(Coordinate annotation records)
________
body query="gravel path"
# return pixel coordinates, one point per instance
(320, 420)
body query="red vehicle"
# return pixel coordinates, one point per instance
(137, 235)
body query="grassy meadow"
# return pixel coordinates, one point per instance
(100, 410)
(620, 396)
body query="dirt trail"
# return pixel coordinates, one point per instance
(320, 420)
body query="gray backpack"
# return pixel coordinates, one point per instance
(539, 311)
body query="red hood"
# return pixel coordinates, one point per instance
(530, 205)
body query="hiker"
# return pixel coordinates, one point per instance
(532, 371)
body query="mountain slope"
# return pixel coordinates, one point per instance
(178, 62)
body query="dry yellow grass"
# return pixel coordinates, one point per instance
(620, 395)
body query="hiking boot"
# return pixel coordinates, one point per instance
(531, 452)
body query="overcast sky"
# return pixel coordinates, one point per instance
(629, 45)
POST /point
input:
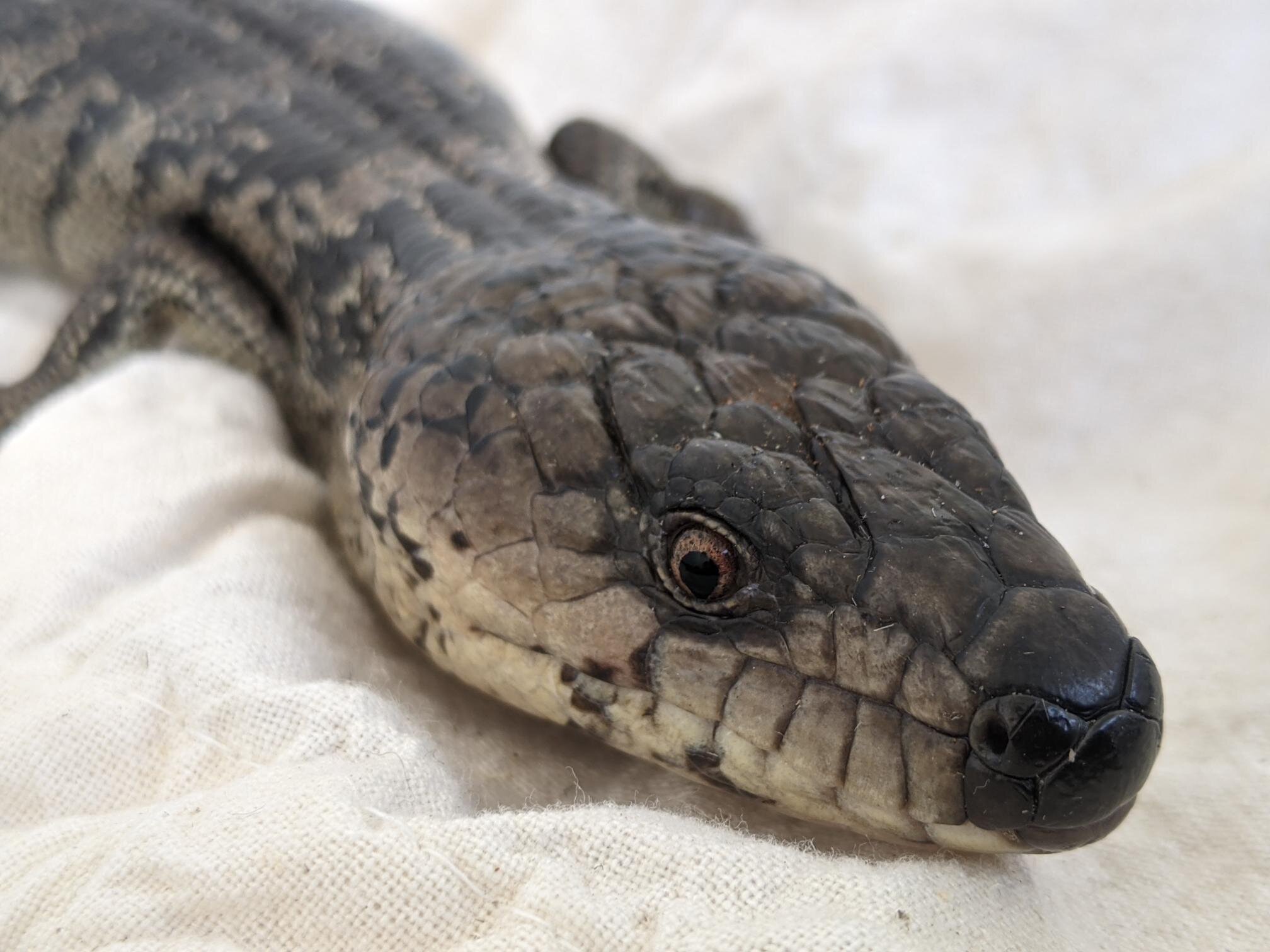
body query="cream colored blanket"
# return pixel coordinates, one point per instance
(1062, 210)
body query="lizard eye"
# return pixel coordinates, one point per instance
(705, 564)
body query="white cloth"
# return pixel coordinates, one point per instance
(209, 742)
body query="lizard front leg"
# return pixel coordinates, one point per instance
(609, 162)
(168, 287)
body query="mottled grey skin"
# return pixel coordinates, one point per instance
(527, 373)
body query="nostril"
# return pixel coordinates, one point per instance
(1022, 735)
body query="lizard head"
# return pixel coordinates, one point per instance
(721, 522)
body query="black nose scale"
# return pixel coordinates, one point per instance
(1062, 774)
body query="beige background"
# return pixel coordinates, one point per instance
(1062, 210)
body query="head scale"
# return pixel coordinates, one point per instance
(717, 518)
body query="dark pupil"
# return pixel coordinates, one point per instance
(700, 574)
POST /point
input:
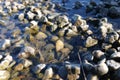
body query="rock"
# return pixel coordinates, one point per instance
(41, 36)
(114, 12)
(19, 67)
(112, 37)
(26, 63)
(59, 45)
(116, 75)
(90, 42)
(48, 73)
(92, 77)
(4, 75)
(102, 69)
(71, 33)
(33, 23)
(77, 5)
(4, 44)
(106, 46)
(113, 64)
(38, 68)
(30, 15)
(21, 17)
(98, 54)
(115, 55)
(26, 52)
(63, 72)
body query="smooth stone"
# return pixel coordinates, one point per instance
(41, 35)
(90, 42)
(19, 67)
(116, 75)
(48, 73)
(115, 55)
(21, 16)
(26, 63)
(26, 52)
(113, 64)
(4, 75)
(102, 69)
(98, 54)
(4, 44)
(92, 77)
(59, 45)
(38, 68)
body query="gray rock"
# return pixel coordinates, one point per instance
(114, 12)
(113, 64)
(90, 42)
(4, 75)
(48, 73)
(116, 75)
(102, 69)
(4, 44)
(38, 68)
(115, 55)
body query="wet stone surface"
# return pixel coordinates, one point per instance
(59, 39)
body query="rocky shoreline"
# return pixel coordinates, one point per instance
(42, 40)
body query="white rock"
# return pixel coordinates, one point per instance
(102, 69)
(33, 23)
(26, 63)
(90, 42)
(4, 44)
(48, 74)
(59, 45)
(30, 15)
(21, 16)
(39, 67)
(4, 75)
________
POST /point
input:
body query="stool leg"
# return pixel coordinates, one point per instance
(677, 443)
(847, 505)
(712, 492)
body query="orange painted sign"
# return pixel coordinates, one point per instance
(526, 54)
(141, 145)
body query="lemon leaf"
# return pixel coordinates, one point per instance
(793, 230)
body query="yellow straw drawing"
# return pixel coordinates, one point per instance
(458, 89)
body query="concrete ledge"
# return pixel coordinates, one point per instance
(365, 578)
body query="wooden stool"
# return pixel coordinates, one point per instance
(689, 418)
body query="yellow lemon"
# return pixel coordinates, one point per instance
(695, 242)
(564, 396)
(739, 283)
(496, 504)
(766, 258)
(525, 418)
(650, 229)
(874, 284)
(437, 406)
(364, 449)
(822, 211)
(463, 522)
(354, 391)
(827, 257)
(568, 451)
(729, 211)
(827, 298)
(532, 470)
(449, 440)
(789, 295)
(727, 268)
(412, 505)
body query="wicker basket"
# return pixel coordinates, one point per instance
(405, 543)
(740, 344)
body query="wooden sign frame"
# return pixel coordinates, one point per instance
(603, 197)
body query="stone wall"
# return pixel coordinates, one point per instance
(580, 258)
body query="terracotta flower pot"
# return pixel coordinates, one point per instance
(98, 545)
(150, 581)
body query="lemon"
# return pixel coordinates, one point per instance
________
Description of the task >>
Pick out every line of the records that contains the word "lemon" and copy each one. Case counts.

Finished task >>
body query="lemon leaf"
body query="yellow lemon"
body query="lemon"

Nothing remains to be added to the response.